- _TEXT BLOCK_:
[Begin]
Lecture by Péter Forgács
The lives of ordinary Hungarians are exposed and examined in the work of media artist Péter Forgács. Through examples of forgotten home movies from the 1920s and 1930s that he has recast, Forgács discusses his unique approach to media and his development as an artist, while providing a general introduction to the films that follow. (Approximately 50 minutes)
This program is made possible by funds given in memory of Rajiv Vaidya.
The delicate story of cousins Lisl Goldarbeiter and Marci Tänzer, both born in 1907 to a large middle-class Austro-Hungarian Jewish family, is retold largely through Marci's home movies of his beloved Lisl, whose rise to beauty pageant stardom culminated in her crowning as the first Miss Universe. (Péter Forgács, 2006, digital beta, German with subtitles, 70 minutes)
[End]
- _EXERCISE DETAILS_: Name each person that the program listing about Péter Forgács identifies by both first and last name.

- _RECORD LIST_:
[Begin]
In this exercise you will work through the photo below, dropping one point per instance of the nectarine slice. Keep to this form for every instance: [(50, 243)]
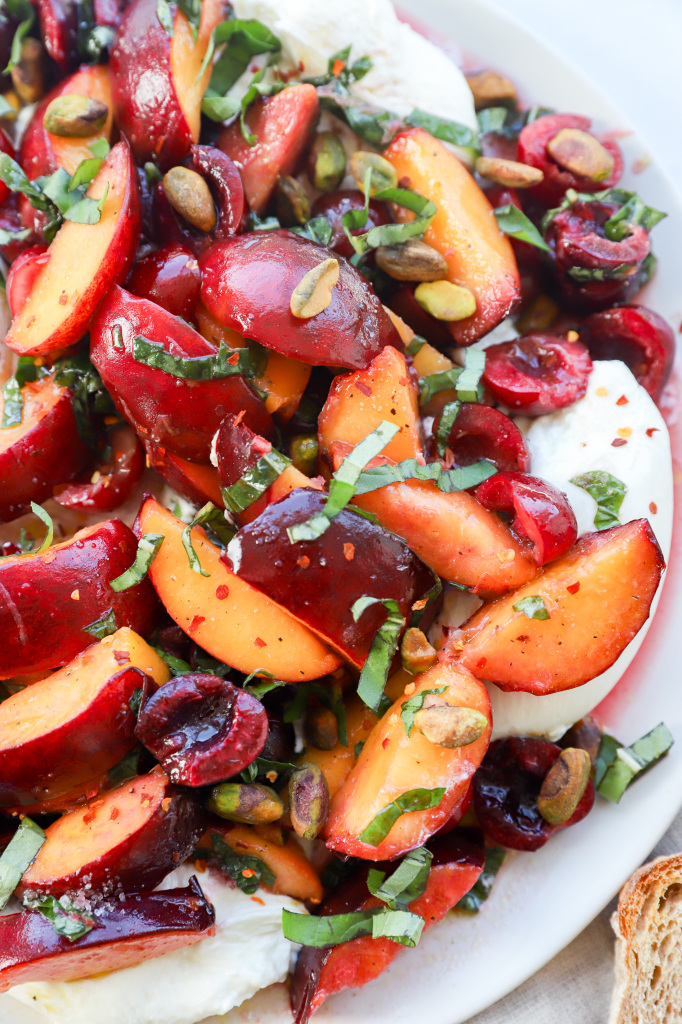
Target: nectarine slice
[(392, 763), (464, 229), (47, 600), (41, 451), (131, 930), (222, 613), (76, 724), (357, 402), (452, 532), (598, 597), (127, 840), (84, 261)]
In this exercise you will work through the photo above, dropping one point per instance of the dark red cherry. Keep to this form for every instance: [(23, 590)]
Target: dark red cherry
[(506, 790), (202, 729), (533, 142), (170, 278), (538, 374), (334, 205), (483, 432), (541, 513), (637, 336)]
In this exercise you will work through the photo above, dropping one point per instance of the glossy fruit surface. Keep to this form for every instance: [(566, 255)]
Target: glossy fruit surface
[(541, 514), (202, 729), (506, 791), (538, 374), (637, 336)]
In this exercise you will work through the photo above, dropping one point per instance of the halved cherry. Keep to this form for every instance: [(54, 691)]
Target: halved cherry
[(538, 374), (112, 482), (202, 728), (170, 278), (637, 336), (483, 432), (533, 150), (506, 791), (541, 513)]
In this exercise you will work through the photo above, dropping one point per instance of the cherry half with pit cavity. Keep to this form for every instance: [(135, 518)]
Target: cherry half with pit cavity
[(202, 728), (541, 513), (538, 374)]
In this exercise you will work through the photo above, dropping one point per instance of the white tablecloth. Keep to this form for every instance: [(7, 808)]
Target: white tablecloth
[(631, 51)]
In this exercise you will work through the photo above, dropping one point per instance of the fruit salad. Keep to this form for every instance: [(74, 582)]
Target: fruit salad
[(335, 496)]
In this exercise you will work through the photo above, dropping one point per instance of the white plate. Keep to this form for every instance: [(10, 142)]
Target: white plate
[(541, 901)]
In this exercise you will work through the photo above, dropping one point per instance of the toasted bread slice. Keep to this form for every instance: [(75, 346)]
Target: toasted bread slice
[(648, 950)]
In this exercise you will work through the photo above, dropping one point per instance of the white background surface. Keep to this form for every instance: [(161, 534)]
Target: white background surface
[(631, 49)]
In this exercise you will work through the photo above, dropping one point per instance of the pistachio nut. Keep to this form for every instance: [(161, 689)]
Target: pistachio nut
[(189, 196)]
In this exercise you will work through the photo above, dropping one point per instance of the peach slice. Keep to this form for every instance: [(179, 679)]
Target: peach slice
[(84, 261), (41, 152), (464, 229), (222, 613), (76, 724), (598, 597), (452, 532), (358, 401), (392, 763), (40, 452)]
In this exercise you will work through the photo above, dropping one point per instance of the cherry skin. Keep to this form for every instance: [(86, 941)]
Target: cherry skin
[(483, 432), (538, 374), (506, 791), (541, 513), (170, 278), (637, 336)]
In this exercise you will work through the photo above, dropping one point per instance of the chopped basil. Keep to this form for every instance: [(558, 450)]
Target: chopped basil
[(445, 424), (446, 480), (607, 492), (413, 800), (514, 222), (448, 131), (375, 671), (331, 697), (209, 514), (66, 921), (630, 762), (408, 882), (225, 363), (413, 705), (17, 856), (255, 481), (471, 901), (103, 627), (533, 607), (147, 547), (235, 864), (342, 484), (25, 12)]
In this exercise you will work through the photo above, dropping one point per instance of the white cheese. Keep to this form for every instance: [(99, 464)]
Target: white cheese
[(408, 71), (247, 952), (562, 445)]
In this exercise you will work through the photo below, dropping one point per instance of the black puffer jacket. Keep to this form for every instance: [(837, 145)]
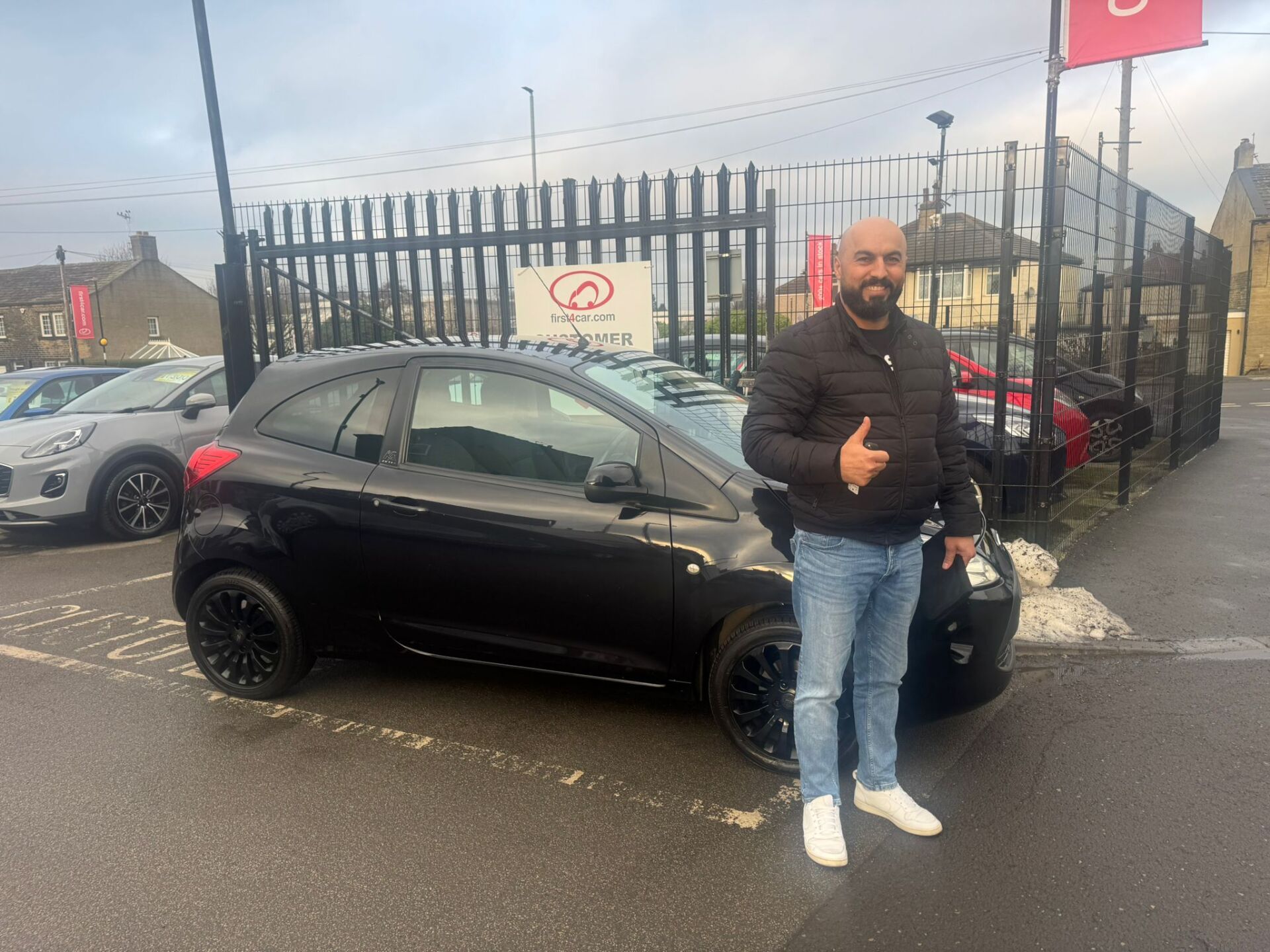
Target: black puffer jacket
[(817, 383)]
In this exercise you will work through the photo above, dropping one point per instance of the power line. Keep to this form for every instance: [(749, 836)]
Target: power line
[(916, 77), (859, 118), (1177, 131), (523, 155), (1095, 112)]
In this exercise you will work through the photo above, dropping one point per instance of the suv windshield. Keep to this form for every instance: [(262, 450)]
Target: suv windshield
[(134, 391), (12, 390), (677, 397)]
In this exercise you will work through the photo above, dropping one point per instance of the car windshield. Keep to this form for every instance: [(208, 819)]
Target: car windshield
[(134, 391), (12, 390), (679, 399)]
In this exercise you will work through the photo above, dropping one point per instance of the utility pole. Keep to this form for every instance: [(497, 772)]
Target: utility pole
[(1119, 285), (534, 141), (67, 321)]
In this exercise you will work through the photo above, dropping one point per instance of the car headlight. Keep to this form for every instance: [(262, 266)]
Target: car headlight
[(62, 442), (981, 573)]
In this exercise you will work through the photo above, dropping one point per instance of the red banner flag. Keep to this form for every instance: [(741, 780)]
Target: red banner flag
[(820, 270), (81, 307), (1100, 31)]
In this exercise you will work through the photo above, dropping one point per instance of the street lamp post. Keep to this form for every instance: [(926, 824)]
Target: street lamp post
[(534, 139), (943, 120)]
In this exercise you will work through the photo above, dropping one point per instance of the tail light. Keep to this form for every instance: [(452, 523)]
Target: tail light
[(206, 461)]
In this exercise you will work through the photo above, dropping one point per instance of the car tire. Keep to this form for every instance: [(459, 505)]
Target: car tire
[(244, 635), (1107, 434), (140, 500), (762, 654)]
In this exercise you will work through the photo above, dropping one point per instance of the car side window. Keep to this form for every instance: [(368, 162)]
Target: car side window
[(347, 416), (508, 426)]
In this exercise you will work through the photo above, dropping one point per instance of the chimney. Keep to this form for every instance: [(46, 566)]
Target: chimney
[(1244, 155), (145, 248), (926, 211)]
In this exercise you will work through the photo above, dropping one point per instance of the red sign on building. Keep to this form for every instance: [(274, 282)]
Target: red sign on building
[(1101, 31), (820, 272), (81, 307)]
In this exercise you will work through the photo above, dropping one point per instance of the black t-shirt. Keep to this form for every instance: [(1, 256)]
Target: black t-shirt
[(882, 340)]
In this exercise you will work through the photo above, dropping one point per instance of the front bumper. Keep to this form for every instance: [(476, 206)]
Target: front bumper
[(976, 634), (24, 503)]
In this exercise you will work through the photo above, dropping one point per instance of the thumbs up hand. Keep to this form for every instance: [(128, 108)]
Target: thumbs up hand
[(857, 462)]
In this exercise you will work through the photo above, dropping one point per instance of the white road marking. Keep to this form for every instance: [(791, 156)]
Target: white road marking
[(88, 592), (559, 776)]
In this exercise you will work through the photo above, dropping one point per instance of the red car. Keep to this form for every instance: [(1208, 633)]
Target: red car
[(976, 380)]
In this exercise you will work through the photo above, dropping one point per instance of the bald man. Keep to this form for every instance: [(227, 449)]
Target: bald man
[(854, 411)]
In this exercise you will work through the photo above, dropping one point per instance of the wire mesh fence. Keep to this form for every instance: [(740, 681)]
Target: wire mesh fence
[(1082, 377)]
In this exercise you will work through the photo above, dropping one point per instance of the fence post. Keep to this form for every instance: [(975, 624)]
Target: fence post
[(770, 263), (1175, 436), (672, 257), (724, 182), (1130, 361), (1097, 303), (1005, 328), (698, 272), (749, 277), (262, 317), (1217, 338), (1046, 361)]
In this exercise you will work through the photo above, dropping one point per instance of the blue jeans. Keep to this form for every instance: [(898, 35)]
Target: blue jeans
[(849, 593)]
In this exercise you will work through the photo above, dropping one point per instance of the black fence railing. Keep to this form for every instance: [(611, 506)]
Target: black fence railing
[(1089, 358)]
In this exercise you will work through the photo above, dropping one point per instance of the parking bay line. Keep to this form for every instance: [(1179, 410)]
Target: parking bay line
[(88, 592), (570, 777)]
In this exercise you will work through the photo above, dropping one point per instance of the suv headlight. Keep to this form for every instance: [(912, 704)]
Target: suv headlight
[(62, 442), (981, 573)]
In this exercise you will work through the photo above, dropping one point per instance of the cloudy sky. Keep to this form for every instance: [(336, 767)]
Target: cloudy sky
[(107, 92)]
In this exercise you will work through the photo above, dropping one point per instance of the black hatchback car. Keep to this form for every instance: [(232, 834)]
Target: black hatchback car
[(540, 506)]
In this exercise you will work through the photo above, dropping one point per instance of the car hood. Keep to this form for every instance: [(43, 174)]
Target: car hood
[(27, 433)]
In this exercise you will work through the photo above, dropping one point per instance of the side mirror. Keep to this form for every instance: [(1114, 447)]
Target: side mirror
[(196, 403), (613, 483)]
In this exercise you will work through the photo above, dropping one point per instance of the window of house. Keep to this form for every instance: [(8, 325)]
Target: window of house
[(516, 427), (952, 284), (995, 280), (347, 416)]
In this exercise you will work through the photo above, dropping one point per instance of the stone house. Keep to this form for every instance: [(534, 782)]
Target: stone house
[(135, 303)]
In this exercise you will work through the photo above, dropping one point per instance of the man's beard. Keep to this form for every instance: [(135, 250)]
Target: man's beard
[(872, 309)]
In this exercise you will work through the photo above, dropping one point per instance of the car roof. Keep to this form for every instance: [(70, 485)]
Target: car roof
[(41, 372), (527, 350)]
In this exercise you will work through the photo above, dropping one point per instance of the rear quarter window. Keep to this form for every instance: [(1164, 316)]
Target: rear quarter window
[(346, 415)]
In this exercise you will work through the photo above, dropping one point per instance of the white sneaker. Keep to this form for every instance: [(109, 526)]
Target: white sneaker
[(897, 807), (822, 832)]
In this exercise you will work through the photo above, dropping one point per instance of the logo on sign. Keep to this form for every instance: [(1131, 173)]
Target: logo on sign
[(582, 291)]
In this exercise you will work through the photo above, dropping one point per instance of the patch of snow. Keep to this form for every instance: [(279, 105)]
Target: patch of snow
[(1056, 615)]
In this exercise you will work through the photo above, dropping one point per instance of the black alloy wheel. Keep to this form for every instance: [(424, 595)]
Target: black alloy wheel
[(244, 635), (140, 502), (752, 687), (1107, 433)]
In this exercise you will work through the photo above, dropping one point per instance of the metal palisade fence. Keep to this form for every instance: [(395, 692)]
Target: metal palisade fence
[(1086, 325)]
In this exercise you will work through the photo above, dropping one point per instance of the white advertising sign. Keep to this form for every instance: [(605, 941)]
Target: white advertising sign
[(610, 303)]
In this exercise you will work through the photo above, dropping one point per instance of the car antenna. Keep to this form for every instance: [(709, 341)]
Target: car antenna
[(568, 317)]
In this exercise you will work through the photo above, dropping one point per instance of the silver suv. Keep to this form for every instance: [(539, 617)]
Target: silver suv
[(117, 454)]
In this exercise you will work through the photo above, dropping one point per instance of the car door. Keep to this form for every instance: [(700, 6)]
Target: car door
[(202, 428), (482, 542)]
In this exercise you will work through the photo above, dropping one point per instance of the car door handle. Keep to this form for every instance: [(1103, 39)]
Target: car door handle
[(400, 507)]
[End]
- _EXERCISE SOLUTION_: Péter Forgács, Rajiv Vaidya, Lisl Goldarbeiter, Marci Tänzer